(Work to complete):
**1.** In the passage on Greek gods and ego-consciousness, through which figure did the Greeks express their perception of this?
**2.** Copy out the records verbatim, starting at the line that contains "the white wooden table" and continuing through the end of the records.

(Excerpt provided):
========
There was no ego-consciousness in anything created on the Moon, or in
any knowledge which the Greek gods had acquired there about the
principle of creation. They could not give ego-consciousness to men,
because that was an Earth product. They could do much for man's
physical, etheric and astral bodies, for they had been fully
conversant with the laws governing these from the time of the Saturn,
Sun and Moon evolutions, in which at a higher level they themselves
had participated. But because they were retarded Beings they could
not become creators of the ego-consciousness. In this respect they
are in marked contrast to the Elohim, to Jahve, who is pre-eminently
the creator of the ego-consciousness. Thus the whole of modern
mental life has only been able to develop through the intermingling
of these two polaric influences in human spiritual development
— the ancient Hebrew influence, which had the very strong
tendency to arouse all the forces in the human soul leading towards
ego-consciousness, and the other influence which poured into the
human soul all these forces which the human physical, etheric and
astral bodies needed in order that Earth evolution might be rightly
carried through.
It was only through
the intermingling of these two, the Greek and the Hebrew influences,
that it was possible for that unified consciousness to arise which
was then able to absorb the Christ Impulse, the Christ principle. For
within Christianity these two influences are to be found, merged
together as the waters of two rivers flow into one. Thus while the
life of the soul in modern western civilisation is inconceivable
without the impact of Greece, it is no less so without the impulse
which was contributed by the ancient Hebrew civilisation. But from
the hierarchy to which Zeus, Poseidon and Pluto belonged there was no
possibility of man's acquiring his earthly ego-consciousness.
The Greeks had a wonderfully clear perception of this, and brought it
to expression in their concept of Dionysos. Indeed as regards this
figure of Dionysos the Greek soul has expressed itself with such
marvellous clarity that we can only contemplate the wisdom of its
mythology in reverent amazement.
========
(Segmentation labeling entries)
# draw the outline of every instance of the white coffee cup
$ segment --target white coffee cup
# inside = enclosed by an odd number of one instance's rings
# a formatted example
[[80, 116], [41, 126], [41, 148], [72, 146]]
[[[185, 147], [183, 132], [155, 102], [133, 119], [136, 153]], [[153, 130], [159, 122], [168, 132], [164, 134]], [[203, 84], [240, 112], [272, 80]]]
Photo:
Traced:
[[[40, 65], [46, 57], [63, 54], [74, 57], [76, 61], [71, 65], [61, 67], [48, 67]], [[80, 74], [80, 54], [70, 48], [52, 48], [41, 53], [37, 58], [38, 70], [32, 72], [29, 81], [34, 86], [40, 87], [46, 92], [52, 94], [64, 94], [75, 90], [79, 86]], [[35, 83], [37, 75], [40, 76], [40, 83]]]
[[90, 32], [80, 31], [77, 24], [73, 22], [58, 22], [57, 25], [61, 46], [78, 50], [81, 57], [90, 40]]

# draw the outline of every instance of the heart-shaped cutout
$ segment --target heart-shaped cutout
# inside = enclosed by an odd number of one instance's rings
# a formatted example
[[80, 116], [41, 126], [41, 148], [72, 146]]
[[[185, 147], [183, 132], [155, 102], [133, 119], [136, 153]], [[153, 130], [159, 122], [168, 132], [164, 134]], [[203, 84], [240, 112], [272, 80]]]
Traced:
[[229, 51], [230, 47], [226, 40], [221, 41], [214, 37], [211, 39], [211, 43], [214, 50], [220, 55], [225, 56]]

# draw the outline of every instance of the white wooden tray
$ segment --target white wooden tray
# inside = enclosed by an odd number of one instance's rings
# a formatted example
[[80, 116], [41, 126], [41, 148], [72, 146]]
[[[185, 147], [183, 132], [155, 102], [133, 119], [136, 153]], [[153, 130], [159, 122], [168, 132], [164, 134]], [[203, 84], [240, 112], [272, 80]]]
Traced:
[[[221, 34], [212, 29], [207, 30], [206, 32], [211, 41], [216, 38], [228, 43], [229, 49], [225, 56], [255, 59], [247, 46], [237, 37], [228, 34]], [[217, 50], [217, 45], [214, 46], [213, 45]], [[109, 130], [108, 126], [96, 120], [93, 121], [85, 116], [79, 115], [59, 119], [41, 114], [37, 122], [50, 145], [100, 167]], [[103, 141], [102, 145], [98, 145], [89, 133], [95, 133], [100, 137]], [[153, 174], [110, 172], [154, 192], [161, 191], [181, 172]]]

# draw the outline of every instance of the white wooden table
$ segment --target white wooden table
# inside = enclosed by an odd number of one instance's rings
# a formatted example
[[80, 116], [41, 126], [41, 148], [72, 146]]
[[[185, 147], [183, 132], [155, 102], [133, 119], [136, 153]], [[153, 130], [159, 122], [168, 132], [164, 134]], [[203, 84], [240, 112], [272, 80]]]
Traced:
========
(Solutions per task):
**1.** Dionysos.

**2.**
# draw the outline of every instance of the white wooden table
$ segment --target white wooden table
# inside = enclosed by an odd number of one instance's rings
# a formatted example
[[80, 116], [41, 126], [41, 148], [72, 146]]
[[[185, 147], [183, 132], [155, 102], [133, 119], [136, 153]], [[153, 130], [159, 122], [168, 132], [164, 134]], [[203, 84], [240, 112], [272, 80]]]
Traced:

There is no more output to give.